→ EXERCISE DESCRIPTION: Copy each line from the data that has the word "below" in it.

→ Stored records:
=== Section Start ===

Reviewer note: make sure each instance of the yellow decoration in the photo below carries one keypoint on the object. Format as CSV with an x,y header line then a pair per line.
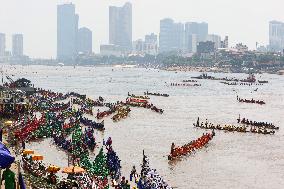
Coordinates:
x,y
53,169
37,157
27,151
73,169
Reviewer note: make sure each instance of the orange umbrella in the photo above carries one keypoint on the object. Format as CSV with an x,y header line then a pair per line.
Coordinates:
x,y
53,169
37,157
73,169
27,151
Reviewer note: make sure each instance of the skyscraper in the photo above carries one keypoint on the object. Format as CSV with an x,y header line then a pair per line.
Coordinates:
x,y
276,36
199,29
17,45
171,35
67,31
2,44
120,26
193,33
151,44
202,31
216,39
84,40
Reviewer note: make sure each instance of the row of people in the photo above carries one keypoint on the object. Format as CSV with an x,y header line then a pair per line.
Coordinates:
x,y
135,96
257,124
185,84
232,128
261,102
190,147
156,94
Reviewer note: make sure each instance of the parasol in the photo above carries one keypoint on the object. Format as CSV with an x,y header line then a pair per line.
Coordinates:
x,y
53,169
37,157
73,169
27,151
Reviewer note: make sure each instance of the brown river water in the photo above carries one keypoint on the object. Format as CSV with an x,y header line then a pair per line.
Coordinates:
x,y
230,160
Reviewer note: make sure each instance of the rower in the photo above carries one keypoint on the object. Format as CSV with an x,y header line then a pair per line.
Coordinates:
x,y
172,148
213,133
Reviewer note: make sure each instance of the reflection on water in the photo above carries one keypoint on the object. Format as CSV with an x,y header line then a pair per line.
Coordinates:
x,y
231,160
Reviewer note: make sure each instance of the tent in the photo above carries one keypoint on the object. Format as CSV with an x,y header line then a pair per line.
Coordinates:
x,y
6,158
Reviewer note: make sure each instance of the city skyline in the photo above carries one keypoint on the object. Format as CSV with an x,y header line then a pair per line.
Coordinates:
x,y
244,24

=== Section End ===
=== Section Start ===

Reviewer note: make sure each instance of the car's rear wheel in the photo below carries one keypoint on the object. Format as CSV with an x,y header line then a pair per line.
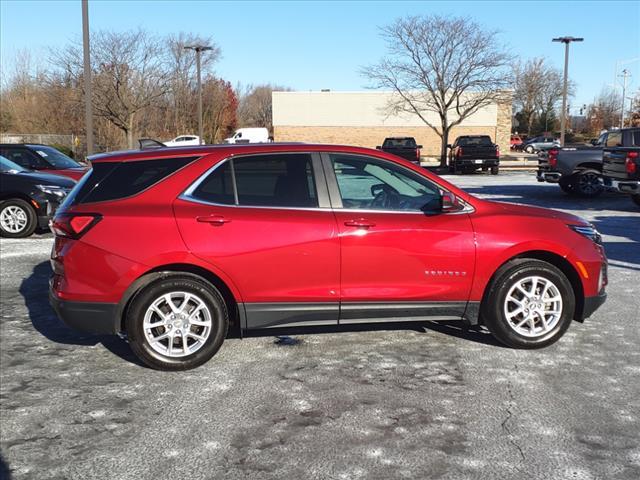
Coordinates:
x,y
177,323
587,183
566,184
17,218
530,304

=== Section End ===

→ WRITTEN SOLUTION:
Reviewer note: make sure each instance of the yellow decoration in the photo below carries one keypoint on the object. Format as CSV with an x,y header line then a pair per line.
Reviewer note: make sure each instance of the car's rear wheel in the photo below carries one keypoint on the object. Format as CSV with an x,y header line then a pair per line.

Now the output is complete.